OUTPUT FORMAT: Provide your response as:

A list of vulnerabilities (name, severity, description)
A corrected code snippet
One sentence explaining the fix


## How Different Prompt Structures Affect Output

The same information structured differently produces different results:

### Approach 1: Instruction First

Prompt: “Explain how trees grow. Context: For a 10-year-old child. Provide exactly 3 paragraphs. Use simple words.”


Result: Simple, age-appropriate explanation.

### Approach 2: Context First

Prompt: “For a 10-year-old child, using simple words and exactly 3 paragraphs. Now explain: How do trees grow?”


Result: Similar, but the model processes the constraints before seeing the task.

### Approach 3: Few-Shot (Examples First)

Prompt: “Here’s how we explain things for 10-year-olds:

Example: How do birds fly? Birds have wings with special feathers. The feathers are shaped to catch air. When they flap their wings fast, the air pushes them up into the sky.

Now use the same style to answer: How do trees grow?”


Result: Matches the style of the example more closely.

Each structure works for different situations, and you'll learn to choose strategically as you advance.

## Key Takeaway

> Large Language Models work by predicting the next token based on statistical patterns learned during training. Your prompt is a filter that narrows the probability distribution toward your desired output. The clearer and more specific your filter (prompt), the better the results. Understanding tokens, context windows, and temperature gives you the tools to shape outputs precisely.

## Exercise: Observe the Same Question Asked Three Ways

You'll now run the same question through three different prompt formulations and observe the differences.

### Your Task

Ask an LLM (ChatGPT, Claude, or similar): "What makes a good team?" using each of these prompts:

**Version 1 (Vague):**

What makes a good team?


**Version 2 (Specific):**

I run a software engineering team of 6 people. We’re working on a critical product launch in 4 weeks. Based on research in organizational psychology, what are the 5 most important attributes for our team to have right now? Format as a numbered list with a 2-sentence explanation for each.

**Material shown**.
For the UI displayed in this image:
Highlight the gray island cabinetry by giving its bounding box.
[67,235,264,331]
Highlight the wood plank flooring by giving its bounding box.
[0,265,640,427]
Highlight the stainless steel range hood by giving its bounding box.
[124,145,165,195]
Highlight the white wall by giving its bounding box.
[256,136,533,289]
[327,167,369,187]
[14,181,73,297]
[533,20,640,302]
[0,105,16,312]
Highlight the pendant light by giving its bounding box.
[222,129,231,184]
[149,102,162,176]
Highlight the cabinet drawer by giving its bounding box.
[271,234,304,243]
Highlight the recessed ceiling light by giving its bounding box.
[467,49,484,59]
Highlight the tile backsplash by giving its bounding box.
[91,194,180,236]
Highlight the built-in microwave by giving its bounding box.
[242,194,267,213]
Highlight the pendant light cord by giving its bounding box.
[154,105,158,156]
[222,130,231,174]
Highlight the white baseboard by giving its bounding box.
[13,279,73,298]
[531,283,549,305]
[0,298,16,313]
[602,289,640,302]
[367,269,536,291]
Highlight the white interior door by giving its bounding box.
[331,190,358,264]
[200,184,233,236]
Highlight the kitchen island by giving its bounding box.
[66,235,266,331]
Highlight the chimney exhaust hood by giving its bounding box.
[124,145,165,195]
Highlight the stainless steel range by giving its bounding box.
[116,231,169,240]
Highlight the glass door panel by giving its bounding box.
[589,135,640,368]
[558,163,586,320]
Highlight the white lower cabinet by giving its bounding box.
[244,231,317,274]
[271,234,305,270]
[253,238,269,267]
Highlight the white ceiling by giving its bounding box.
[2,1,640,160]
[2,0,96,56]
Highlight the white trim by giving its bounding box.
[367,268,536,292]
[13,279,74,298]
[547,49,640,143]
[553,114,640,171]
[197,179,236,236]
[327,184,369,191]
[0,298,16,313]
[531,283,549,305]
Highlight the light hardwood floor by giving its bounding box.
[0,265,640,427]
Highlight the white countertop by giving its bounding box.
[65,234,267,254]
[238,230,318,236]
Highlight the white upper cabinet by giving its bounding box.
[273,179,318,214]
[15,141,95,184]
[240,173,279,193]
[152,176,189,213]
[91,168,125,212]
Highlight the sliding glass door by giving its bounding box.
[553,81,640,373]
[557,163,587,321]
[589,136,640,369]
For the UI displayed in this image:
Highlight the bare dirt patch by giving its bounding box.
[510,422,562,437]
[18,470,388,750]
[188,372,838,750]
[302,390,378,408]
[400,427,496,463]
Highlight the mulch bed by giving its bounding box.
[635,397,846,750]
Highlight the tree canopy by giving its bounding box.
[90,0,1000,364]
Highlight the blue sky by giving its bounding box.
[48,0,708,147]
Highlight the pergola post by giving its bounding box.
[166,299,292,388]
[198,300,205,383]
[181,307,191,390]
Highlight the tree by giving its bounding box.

**Task list**.
1 – For the passage on prompt structures, decide whether each statement agrees with it, and answer yes or no for each along with the words from the passage that settle it, quoted exactly. (a) In the context-first approach, the model processes the constraints before it sees the task. (b) The example given in the few-shot approach explains how trees grow. (c) The specific version of the exercise prompt asks for the 3 most important attributes for the team.
2 – Retype the passage on prompt structures, starting at "## How Different" and ending at "Simple, age-appropriate explanation.".

**Solutions**.
1 –
(a) Yes: "the model processes the constraints before seeing the task"
(b) No: "Example: How do birds fly?"
(c) No: "what are the 5 most important attributes for our team to have right now?"

2 –
## How Different Prompt Structures Affect Output

The same information structured differently produces different results:

### Approach 1: Instruction First

Prompt: “Explain how trees grow. Context: For a 10-year-old child. Provide exactly 3 paragraphs. Use simple words.”


Result: Simple, age-appropriate explanation.